__ABOUT THIS EXERCISE__: Look through the records below and give the number of lines holding the string "right", nothing more.

Dataset entries

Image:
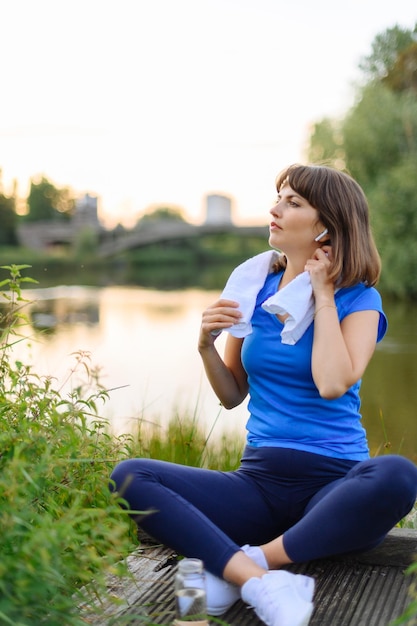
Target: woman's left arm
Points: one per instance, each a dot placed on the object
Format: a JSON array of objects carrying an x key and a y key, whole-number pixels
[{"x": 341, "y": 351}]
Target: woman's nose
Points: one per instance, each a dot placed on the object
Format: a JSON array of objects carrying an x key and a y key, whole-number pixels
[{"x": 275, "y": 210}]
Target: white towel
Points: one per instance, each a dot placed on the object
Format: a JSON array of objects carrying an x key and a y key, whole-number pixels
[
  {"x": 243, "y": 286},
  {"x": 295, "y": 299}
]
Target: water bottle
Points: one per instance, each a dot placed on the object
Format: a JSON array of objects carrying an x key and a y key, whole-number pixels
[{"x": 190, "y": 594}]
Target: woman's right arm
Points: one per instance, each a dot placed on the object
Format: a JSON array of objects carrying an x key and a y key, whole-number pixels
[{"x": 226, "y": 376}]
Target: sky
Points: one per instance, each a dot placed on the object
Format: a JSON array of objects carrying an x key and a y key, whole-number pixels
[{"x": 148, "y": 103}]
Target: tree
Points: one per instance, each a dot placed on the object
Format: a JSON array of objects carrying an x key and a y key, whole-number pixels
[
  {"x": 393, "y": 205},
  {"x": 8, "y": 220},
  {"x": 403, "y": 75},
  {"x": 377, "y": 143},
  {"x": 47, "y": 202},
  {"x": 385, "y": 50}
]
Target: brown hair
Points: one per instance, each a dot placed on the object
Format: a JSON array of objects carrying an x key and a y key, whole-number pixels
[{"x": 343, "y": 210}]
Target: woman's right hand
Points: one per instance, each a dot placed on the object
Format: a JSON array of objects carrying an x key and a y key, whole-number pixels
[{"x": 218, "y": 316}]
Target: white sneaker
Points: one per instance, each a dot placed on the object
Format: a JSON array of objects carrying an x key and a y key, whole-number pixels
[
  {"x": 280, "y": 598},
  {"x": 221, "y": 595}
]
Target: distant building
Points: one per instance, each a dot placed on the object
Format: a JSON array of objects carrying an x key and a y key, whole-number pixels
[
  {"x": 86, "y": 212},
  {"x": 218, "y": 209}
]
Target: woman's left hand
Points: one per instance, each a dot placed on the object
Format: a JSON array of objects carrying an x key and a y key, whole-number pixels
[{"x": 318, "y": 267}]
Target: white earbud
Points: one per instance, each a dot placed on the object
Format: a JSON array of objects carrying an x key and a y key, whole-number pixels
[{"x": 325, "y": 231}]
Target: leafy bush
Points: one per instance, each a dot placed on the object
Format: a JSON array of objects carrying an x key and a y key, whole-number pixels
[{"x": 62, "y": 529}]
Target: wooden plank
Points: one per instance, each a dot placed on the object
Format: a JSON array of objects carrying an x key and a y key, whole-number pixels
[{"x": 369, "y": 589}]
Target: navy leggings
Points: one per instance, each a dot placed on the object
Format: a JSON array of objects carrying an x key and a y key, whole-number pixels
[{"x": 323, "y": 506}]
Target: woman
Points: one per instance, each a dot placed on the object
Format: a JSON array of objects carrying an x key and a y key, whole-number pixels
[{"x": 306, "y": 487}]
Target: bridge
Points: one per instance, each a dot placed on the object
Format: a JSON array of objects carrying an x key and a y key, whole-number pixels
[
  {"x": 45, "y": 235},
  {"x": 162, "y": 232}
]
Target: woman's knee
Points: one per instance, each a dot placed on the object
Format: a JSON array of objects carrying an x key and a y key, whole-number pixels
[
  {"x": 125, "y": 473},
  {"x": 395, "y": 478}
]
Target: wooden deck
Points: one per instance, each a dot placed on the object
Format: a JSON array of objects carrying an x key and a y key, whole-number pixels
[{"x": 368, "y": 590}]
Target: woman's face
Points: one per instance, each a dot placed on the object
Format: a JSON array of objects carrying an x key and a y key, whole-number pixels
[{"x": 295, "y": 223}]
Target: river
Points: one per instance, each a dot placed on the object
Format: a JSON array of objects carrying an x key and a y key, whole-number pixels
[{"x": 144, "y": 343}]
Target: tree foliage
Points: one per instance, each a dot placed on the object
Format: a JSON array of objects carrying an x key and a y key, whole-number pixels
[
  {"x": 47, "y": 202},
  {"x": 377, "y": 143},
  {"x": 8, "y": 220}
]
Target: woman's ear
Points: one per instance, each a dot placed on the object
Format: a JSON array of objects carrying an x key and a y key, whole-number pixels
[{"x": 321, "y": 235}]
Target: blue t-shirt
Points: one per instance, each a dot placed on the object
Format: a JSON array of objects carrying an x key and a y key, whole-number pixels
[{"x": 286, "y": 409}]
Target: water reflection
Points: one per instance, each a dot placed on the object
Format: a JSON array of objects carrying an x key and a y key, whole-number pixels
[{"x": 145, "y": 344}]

--

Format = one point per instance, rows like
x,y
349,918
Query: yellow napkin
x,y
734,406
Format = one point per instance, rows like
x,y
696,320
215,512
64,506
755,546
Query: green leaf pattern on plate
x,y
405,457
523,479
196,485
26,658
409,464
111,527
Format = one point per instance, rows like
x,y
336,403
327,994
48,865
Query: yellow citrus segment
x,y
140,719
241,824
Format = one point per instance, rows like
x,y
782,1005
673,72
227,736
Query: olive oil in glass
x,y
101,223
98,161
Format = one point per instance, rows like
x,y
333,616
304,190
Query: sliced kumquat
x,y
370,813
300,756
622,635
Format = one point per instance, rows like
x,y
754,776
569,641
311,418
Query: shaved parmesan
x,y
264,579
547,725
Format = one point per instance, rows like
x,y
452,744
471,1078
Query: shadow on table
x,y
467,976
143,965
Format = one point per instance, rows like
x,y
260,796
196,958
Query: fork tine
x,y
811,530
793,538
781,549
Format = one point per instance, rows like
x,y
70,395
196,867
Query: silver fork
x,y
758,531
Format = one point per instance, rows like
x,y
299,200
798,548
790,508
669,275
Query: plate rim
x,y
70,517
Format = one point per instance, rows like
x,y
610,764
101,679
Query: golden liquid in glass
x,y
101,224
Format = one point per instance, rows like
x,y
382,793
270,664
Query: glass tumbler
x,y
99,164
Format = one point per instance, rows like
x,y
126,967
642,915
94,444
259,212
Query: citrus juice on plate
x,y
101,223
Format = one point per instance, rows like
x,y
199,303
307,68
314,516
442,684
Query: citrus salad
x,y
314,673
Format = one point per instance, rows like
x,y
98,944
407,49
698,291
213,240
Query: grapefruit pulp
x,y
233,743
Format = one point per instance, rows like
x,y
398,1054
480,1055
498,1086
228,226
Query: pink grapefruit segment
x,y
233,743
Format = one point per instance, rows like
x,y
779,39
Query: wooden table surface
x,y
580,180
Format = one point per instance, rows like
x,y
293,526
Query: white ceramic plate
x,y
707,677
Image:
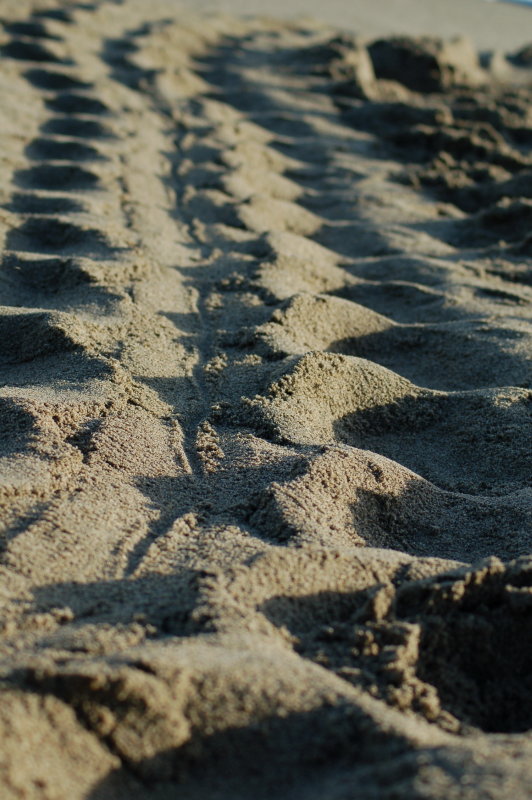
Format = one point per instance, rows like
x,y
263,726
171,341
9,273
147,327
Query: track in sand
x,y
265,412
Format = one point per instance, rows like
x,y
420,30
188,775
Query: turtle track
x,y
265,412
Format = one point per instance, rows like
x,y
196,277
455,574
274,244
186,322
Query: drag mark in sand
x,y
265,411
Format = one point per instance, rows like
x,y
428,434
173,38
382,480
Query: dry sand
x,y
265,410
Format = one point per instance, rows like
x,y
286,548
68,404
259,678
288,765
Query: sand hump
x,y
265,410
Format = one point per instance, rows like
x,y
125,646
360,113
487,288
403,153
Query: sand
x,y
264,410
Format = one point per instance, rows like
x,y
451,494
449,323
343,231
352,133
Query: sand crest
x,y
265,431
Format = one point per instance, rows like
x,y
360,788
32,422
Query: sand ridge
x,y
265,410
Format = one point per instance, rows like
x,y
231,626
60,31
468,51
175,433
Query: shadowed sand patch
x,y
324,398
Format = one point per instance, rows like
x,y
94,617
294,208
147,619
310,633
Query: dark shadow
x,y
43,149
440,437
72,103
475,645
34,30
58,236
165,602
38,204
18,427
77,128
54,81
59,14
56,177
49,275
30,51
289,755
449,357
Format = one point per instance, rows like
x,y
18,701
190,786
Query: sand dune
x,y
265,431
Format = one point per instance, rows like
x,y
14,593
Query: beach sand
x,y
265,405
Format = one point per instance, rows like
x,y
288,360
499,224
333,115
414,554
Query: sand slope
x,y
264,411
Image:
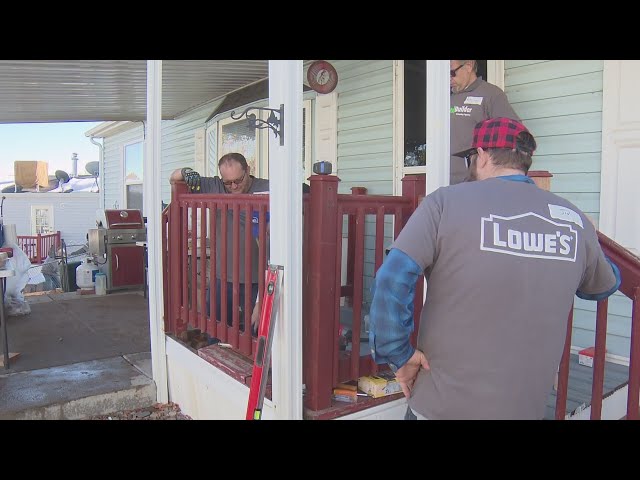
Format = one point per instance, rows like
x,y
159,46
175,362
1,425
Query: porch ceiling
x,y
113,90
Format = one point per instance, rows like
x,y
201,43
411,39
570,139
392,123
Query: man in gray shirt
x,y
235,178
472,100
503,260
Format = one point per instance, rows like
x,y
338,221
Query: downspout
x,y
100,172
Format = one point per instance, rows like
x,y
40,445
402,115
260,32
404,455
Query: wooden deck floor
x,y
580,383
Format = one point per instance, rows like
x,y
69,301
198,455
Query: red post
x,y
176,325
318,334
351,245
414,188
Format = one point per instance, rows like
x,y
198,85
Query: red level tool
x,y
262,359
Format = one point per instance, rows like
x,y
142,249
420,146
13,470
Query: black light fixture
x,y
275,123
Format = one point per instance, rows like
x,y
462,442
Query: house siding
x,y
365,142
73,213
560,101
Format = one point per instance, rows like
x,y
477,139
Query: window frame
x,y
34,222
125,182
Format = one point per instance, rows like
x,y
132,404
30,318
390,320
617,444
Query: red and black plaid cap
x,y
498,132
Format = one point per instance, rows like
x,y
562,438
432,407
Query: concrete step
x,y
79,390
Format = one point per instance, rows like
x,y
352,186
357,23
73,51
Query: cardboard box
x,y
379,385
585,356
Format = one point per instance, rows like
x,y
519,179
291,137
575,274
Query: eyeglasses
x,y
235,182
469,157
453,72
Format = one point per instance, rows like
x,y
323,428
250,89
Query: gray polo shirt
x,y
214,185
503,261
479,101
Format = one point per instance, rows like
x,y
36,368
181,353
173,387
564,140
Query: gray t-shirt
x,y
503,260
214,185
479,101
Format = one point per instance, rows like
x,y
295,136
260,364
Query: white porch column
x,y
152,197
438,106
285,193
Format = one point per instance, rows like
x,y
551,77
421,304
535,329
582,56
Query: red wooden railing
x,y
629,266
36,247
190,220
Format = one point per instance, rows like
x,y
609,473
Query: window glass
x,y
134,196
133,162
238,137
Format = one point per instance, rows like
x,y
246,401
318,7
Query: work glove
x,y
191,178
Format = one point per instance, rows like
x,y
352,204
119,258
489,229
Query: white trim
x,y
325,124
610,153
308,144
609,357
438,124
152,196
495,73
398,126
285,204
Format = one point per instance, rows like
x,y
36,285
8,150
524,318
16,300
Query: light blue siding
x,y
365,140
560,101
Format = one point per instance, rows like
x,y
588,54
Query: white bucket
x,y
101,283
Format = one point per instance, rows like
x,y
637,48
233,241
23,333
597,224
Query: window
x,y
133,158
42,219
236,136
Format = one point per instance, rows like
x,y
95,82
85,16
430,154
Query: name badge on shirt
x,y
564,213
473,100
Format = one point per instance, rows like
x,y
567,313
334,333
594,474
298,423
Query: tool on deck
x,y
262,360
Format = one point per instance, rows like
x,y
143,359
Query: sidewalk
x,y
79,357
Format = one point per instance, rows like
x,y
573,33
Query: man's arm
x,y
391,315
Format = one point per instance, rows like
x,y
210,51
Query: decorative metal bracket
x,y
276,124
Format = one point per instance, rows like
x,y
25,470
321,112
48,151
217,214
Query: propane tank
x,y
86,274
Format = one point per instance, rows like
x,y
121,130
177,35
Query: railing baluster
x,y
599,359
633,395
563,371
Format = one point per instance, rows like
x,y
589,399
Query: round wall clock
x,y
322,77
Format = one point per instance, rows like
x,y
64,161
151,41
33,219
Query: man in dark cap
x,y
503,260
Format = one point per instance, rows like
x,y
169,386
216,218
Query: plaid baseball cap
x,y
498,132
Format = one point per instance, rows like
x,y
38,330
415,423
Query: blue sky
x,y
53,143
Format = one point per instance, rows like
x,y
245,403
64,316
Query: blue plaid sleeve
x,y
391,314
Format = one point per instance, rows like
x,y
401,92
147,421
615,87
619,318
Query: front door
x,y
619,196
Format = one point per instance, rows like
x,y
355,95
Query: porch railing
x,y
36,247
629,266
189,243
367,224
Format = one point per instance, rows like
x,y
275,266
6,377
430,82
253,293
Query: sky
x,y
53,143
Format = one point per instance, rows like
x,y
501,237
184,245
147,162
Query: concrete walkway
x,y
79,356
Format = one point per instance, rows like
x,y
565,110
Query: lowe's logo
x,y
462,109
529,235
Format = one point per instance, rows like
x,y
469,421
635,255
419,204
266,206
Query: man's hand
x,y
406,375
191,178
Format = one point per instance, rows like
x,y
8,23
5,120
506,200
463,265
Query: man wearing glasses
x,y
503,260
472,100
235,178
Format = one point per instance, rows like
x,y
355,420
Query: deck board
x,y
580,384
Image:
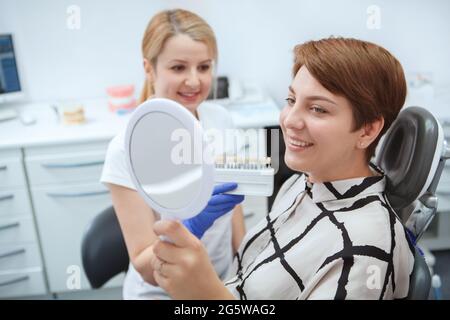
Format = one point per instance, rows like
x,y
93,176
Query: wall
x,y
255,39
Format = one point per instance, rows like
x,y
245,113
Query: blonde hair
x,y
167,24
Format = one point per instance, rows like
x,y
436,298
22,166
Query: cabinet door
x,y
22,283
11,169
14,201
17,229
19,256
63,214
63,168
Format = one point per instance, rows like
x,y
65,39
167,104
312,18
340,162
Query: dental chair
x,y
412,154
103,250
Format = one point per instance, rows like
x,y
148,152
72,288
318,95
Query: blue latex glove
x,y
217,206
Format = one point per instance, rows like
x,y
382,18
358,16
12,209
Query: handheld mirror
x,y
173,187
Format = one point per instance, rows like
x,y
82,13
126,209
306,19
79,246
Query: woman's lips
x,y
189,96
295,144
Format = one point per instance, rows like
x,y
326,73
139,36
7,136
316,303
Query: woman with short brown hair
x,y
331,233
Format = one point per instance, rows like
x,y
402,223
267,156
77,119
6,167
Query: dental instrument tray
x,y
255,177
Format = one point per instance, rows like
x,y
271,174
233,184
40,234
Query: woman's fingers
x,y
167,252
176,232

__FINAL ANSWER__: 2